- [WHAT YOU SHOULD DO]: Copy the passage of the yellow-cake commentary below word for word, beginning at the words "Who could blame" and stopping after "for one thing.".

WMDs, maybe. Oil, for sure. - 7.16.03
Yellow-cake
The media is a-buzz about the whole yellow-cake scandal. Did Pres. Bush know the 'intelligence' about the alleged uranium smuggling was bogus? Should he have known? Was our esteemed leader misled by the CIA? Can we blame it on the British? Or maybe the French?
Could we please get real? The threshold question is whether the Bush dynasty long ago set its sights on domination of Iraq. It seems likely that they did. Does anybody really believe that the decision of whether to invade Iraq or not depended upon some African uranium ore? I don't. I think it was about the oil.
Who could blame the CIA for believing that, in the State of the Union Address, the president was merely selling a decision that had been made long ago? Let's reflect for a moment on what the CIA does...it ain't exactly the search for truth and beauty. Spreading convenient lies is just as much a part of intelligence activity as finding out the secrets of others. Why spread convenient lies? To influence policy, for one thing.

- [Dataset entries]:

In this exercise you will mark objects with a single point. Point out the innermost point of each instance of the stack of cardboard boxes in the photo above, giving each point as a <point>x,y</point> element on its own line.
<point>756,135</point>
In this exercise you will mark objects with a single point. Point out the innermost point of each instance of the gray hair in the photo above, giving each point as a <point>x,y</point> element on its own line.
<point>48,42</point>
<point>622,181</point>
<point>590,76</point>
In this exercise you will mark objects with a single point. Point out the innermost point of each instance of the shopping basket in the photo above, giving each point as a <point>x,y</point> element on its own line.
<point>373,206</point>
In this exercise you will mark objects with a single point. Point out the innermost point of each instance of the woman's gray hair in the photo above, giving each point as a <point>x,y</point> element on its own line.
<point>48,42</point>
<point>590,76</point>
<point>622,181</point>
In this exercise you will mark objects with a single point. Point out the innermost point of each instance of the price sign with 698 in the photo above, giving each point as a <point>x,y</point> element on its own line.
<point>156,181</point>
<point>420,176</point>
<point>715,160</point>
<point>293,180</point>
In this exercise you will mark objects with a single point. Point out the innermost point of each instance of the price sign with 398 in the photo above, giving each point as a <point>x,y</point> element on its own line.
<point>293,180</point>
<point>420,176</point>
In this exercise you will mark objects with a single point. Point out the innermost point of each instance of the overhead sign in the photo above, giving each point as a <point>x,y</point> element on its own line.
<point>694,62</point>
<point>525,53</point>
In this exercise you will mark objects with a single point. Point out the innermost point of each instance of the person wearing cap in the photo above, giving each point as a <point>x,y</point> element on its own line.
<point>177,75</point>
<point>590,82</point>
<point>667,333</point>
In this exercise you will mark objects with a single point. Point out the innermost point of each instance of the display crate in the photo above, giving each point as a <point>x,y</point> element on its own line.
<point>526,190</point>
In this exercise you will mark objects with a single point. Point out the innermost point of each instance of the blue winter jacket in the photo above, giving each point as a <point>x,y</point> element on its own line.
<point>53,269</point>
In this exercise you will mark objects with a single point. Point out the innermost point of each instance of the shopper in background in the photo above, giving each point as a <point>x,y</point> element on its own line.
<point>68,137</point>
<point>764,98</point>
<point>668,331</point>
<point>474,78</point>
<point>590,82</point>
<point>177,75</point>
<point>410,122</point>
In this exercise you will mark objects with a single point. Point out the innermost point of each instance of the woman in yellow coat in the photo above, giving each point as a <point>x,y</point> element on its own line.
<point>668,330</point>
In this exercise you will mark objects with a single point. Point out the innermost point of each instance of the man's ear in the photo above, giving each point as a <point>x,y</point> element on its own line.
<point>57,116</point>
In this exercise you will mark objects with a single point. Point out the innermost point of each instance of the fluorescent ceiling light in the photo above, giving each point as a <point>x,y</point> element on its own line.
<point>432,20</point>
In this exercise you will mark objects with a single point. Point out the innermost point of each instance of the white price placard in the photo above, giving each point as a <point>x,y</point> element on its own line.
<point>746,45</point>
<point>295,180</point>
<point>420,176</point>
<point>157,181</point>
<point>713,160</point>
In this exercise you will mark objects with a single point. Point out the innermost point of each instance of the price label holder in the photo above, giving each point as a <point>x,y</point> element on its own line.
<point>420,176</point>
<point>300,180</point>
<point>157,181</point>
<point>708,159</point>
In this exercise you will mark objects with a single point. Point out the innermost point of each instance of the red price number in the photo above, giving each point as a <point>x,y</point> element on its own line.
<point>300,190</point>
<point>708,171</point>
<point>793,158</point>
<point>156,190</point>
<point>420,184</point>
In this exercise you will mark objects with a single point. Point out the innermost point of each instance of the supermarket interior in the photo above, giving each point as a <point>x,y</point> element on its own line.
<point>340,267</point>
--
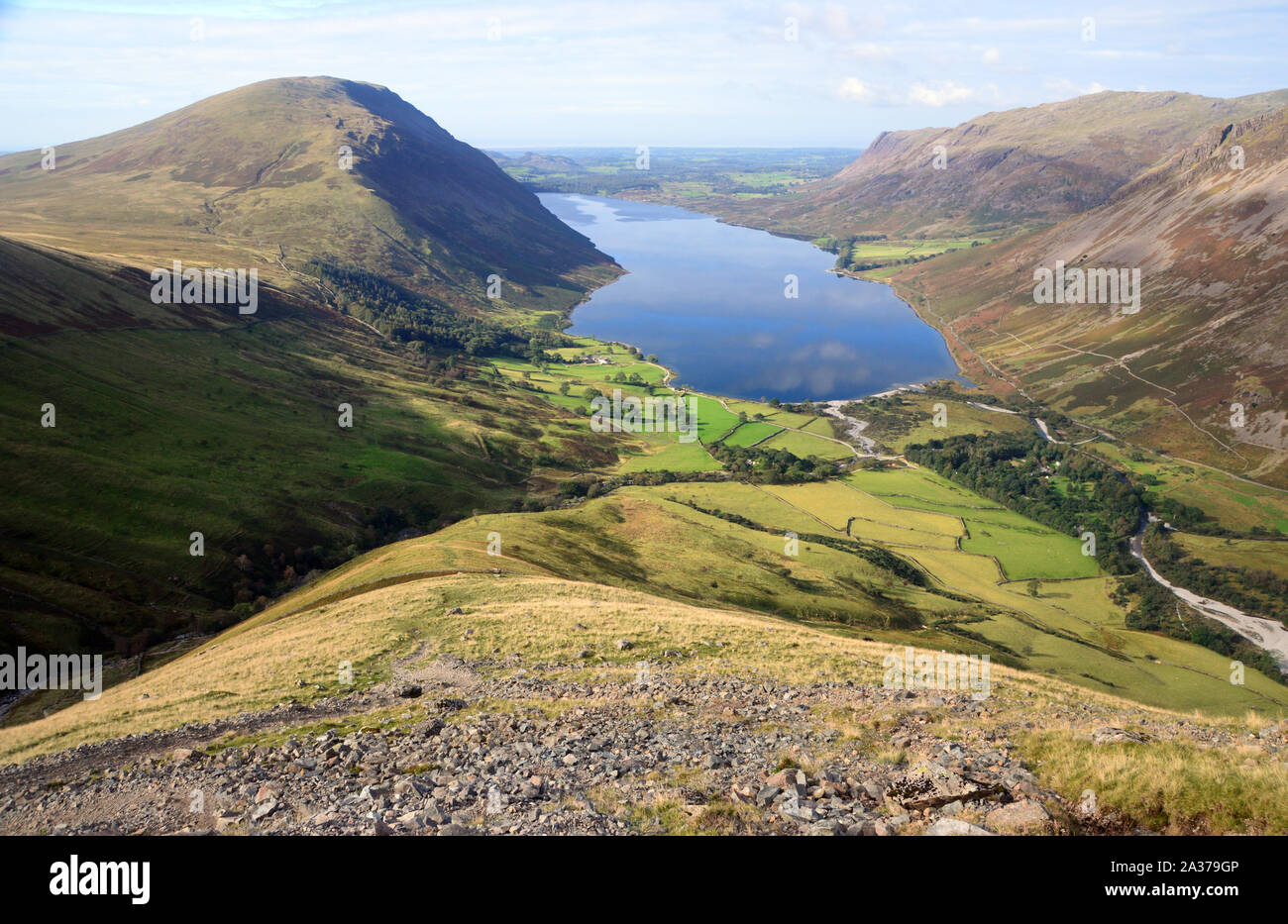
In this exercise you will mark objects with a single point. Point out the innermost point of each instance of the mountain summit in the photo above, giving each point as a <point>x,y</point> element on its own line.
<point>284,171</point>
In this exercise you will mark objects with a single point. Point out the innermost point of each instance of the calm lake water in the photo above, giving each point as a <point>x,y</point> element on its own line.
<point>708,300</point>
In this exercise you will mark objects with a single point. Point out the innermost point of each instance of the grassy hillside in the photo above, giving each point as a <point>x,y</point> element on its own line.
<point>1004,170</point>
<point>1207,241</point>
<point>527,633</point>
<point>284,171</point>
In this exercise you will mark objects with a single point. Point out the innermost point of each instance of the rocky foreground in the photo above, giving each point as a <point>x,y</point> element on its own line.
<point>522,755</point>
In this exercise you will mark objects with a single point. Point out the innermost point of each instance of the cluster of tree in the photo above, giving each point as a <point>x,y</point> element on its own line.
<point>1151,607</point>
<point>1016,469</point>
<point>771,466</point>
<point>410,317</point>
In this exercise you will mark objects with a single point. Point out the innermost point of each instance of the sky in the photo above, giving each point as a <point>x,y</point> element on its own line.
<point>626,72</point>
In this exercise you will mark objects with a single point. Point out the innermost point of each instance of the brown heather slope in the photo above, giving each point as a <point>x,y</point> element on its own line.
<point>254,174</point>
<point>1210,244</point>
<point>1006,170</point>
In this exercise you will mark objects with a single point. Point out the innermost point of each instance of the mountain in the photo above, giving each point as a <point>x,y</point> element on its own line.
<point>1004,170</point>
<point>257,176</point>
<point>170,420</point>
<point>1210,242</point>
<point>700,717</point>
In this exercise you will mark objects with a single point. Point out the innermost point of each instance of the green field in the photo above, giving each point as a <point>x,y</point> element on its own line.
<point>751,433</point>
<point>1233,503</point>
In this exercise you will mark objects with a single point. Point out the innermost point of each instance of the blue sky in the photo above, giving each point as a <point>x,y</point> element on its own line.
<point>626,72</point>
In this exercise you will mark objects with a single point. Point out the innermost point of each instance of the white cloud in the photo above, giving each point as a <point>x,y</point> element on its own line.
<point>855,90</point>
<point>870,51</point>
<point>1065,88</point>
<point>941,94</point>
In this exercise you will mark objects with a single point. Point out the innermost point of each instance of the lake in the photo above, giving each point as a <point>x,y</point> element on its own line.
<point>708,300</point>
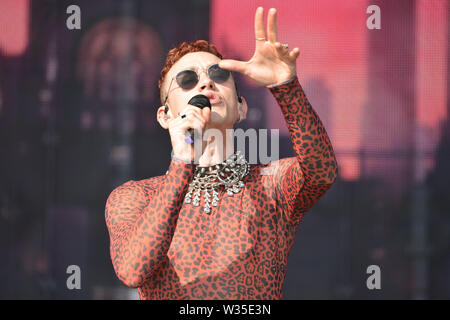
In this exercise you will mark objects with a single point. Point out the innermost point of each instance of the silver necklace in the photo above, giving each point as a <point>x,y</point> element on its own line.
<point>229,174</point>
---
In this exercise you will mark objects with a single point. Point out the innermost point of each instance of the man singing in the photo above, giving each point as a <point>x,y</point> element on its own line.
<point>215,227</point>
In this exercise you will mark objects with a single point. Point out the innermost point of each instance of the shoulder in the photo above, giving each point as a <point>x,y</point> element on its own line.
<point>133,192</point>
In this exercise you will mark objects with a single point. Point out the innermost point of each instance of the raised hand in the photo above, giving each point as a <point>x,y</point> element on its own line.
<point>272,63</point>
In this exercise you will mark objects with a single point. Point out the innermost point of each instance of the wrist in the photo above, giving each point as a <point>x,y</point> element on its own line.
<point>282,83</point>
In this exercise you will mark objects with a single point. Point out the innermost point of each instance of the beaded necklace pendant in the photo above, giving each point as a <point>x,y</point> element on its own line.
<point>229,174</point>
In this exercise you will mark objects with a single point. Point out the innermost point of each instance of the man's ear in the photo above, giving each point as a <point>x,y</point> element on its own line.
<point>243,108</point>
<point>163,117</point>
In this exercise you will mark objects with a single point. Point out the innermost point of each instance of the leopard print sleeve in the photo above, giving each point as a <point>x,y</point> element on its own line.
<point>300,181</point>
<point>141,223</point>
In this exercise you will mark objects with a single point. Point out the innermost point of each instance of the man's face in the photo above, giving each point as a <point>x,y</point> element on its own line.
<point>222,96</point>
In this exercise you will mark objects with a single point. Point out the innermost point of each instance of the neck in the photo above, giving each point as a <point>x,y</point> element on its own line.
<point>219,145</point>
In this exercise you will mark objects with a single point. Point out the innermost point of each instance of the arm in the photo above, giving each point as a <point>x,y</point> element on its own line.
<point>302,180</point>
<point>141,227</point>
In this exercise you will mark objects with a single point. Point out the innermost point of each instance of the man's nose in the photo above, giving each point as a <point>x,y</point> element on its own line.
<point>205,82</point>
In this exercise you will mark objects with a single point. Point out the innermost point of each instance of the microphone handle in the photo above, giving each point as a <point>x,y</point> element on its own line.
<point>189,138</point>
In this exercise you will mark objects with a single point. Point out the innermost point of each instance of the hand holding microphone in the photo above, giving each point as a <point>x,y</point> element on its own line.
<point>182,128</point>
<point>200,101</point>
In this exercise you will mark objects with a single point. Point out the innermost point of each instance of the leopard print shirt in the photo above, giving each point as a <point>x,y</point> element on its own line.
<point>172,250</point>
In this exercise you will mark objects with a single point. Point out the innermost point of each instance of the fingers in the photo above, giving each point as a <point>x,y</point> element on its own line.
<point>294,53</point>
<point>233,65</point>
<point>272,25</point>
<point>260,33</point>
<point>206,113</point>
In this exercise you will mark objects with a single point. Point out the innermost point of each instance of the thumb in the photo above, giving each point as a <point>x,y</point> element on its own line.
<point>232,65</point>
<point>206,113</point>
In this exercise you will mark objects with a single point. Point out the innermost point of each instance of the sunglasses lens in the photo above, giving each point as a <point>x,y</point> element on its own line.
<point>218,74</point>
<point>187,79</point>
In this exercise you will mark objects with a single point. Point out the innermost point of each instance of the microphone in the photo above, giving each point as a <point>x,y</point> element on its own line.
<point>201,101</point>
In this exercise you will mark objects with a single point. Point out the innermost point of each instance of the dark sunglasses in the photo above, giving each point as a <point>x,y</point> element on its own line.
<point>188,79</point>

- [YOUR RESPONSE]:
Who could blame the CIA for believing that, in the State of the Union Address, the president was merely selling a decision that had been made long ago? Let's reflect for a moment on what the CIA does...it ain't exactly the search for truth and beauty. Spreading convenient lies is just as much a part of intelligence activity as finding out the secrets of others. Why spread convenient lies? To influence policy, for one thing.